§ **Problem details**: Could you copy every line of the data that contains "cluster"?

§ **Items from a dataset**:
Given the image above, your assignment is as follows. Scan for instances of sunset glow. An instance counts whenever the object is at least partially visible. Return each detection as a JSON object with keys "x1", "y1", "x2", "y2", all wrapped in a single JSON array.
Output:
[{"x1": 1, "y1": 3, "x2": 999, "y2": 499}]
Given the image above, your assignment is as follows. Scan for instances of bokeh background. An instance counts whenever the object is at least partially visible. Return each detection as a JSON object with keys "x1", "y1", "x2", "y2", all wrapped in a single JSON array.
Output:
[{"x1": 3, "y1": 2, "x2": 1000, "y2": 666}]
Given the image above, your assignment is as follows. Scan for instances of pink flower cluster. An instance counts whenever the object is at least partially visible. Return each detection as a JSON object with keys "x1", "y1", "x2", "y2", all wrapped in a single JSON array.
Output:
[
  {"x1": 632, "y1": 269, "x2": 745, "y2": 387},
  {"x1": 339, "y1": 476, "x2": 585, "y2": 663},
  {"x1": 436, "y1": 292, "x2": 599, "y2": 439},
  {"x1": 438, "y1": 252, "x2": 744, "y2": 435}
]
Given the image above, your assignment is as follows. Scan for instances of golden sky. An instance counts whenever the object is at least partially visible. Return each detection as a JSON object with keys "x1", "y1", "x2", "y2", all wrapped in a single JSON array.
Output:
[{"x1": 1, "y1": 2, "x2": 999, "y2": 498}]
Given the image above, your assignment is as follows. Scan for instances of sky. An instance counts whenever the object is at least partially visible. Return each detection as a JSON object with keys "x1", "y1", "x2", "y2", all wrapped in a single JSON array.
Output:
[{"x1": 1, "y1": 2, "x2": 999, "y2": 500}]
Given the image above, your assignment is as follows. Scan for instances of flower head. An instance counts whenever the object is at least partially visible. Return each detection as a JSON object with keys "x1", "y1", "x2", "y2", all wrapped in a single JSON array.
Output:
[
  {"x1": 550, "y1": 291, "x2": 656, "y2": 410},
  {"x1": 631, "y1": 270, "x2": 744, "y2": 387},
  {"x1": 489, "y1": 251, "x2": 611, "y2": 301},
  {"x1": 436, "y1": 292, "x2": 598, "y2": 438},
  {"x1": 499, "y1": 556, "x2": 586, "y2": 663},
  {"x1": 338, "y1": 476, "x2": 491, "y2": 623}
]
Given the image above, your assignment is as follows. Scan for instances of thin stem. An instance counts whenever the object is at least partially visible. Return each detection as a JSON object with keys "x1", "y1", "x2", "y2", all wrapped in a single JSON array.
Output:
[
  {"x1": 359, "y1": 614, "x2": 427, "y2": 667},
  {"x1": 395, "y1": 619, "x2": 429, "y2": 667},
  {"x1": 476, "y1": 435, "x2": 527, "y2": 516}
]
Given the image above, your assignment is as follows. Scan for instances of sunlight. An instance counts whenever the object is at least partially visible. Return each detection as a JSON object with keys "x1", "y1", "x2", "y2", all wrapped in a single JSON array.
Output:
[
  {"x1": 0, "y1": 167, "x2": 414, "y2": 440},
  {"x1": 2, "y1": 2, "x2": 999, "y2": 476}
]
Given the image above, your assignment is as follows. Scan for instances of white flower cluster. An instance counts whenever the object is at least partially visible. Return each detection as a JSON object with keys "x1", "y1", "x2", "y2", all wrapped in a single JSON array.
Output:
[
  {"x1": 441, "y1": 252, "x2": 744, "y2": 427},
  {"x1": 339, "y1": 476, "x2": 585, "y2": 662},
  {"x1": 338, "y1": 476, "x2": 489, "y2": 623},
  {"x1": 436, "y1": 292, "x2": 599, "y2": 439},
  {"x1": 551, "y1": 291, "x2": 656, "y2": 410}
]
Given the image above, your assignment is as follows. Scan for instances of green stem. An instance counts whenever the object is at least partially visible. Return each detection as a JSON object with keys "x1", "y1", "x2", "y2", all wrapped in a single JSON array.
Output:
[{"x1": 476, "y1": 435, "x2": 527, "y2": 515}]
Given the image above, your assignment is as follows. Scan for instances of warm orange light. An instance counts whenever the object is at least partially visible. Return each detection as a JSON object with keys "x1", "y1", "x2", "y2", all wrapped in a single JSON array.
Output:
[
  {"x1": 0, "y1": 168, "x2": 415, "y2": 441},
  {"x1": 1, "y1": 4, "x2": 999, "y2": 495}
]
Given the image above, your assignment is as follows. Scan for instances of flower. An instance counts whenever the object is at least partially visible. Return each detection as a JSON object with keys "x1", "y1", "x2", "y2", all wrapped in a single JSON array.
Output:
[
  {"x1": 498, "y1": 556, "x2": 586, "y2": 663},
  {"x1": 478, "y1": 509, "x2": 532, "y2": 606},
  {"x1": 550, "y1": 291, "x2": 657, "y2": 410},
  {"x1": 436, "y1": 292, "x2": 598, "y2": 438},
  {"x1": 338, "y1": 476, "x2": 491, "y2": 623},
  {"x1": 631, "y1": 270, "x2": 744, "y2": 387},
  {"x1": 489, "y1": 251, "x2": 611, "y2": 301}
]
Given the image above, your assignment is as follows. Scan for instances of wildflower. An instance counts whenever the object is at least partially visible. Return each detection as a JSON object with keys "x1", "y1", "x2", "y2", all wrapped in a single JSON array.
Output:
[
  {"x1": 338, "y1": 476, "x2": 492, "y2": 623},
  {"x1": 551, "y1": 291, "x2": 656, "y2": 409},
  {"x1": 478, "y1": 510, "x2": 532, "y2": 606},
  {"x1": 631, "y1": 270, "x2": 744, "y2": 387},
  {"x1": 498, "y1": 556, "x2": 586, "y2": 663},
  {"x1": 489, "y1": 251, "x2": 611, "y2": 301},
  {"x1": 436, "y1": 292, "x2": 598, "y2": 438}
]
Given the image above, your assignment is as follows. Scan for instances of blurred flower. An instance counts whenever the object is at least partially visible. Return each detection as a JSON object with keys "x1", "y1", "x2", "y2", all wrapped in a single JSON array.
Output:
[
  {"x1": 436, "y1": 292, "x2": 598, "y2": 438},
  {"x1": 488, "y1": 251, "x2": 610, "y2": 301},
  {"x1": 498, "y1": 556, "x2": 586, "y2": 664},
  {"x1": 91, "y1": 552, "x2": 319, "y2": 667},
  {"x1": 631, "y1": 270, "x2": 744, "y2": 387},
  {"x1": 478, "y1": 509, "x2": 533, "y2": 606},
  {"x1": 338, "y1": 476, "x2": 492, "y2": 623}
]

==

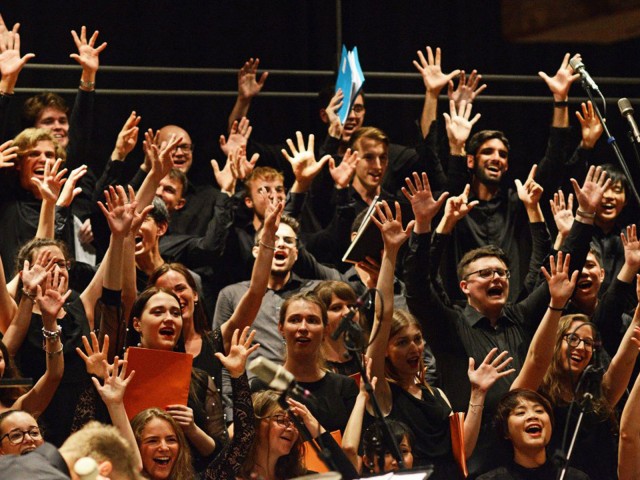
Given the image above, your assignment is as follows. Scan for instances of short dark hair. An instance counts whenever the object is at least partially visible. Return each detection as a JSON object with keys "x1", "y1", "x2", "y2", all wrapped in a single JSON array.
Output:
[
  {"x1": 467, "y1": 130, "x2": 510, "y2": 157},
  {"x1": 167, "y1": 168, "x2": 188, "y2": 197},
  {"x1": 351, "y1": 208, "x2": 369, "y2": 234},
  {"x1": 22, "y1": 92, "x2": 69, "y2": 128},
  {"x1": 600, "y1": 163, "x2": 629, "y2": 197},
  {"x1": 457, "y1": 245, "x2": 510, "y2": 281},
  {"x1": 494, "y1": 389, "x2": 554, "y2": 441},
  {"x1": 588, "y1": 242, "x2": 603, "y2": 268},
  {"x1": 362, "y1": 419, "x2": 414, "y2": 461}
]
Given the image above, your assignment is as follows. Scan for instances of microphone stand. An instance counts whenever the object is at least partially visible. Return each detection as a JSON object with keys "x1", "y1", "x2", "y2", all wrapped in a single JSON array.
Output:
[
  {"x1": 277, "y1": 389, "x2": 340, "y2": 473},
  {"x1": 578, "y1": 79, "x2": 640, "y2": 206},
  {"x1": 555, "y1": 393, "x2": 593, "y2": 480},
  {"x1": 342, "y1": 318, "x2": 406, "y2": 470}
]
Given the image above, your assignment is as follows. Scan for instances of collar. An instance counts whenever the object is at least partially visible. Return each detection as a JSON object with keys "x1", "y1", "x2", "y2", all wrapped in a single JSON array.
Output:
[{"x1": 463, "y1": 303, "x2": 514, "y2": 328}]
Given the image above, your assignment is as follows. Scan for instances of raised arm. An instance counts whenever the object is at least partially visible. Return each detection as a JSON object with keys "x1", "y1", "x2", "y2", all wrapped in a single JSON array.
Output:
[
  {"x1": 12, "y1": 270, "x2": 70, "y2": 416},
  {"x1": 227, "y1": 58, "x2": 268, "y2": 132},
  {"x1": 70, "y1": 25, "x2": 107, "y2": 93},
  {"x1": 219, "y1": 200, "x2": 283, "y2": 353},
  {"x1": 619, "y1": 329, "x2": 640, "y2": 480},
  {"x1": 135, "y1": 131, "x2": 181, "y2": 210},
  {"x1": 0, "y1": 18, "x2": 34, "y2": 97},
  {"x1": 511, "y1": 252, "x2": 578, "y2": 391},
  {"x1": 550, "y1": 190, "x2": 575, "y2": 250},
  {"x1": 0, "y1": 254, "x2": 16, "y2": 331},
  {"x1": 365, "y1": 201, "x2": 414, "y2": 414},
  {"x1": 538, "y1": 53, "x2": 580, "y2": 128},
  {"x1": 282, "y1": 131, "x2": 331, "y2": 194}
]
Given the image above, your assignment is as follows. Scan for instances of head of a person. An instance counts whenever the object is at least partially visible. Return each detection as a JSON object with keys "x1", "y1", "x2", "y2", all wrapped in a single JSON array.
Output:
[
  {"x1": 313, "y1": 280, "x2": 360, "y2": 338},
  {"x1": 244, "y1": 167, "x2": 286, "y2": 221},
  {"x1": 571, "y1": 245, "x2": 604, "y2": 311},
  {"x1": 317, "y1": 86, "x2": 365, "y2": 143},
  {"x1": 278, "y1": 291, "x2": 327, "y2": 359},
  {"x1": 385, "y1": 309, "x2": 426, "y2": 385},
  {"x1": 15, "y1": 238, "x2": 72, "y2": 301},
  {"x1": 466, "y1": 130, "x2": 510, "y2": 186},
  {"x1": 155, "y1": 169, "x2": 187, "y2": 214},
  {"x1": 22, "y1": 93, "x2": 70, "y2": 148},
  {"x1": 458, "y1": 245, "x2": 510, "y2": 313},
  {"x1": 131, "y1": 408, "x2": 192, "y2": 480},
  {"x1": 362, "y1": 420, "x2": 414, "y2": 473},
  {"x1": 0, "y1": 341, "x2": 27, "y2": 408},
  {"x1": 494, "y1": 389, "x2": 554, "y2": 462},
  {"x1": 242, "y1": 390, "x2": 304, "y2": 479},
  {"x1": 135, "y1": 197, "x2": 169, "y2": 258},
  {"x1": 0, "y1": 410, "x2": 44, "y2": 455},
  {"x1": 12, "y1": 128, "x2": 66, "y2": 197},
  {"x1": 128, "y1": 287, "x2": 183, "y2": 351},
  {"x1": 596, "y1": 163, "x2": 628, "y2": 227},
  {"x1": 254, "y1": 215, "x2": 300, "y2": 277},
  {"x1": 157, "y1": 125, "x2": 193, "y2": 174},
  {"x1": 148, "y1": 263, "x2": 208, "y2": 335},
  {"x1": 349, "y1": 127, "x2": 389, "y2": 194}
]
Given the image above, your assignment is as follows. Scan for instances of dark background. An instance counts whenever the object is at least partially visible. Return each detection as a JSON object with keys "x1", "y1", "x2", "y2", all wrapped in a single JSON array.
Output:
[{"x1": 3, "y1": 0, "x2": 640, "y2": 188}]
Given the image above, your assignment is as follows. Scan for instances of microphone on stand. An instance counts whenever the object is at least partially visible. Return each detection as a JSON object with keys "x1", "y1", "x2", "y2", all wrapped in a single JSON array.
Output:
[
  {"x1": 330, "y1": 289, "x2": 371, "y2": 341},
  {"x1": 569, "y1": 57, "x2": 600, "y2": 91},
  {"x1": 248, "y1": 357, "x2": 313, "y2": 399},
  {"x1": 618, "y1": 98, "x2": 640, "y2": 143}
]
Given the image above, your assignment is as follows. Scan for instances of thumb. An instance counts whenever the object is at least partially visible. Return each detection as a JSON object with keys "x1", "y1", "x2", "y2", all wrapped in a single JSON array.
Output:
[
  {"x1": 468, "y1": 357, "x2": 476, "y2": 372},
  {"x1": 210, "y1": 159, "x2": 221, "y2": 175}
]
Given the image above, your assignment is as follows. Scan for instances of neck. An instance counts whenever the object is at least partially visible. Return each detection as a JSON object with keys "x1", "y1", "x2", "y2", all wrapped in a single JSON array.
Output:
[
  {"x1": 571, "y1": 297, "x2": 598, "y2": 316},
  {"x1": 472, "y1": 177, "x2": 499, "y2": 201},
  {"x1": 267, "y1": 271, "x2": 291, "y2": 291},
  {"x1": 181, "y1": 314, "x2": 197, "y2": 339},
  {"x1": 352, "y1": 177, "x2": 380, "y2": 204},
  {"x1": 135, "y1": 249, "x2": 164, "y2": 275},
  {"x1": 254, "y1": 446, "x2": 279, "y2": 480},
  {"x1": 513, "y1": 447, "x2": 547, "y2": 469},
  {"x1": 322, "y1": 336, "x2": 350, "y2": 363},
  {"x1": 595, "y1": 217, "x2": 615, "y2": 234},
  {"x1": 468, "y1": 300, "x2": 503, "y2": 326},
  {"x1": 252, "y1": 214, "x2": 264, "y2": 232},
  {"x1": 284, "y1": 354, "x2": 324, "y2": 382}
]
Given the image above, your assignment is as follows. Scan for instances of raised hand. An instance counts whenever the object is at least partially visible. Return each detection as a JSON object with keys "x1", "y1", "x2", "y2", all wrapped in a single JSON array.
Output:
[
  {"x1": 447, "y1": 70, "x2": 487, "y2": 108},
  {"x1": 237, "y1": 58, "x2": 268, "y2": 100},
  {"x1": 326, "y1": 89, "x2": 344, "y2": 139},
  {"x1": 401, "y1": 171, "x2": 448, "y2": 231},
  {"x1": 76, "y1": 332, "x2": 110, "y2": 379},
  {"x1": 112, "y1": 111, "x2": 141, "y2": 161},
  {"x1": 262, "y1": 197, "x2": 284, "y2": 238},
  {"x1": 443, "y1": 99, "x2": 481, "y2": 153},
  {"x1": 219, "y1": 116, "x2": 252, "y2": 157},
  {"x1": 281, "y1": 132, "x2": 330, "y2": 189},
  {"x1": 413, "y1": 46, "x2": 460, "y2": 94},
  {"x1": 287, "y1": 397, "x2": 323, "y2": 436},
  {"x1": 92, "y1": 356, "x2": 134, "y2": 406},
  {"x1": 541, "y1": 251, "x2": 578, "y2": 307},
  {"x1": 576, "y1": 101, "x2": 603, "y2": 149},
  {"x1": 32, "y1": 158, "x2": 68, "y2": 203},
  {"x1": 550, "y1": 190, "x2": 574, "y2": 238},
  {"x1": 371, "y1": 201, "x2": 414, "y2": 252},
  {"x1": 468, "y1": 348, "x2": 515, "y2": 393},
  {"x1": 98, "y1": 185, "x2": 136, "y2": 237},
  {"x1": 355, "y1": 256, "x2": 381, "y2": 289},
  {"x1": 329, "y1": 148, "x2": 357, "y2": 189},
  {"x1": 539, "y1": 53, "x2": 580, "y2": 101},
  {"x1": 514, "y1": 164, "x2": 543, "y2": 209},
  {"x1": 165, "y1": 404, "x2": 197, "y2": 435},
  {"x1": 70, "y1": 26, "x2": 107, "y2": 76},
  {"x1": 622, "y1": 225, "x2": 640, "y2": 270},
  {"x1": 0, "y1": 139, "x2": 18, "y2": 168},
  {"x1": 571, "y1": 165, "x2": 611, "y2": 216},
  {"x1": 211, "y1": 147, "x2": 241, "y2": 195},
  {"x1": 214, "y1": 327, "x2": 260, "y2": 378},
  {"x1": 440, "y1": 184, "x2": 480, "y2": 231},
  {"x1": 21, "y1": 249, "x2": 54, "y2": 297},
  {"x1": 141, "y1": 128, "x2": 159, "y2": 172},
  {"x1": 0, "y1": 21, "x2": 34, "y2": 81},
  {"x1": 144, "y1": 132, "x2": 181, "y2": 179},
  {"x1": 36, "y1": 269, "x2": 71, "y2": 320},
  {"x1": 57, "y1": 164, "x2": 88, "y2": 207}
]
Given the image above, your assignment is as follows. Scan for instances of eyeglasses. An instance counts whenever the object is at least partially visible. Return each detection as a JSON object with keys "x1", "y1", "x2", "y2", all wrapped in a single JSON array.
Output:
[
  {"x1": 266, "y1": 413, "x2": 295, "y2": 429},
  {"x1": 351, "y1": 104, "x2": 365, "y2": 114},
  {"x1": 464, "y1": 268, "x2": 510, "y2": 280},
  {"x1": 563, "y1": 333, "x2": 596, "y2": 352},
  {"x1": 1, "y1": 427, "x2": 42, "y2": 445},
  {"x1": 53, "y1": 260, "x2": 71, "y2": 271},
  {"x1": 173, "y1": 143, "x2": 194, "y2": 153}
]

§ **Response area**:
Given the image above, your assignment is as follows. Scan for instances of pink flower cluster. An instance counts whenever the object is at least partially visible. Return each detection as a JSON object with keys "x1", "y1", "x2", "y2", all wrapped in a single JSON array.
Given the image above, your assignment is as follows. Scan for instances of white flower cluster. An instance counts whenever the object is at least partially visible. Return each detection as a JSON object with keys "x1", "y1", "x2", "y2", all wrapped in a single JSON array.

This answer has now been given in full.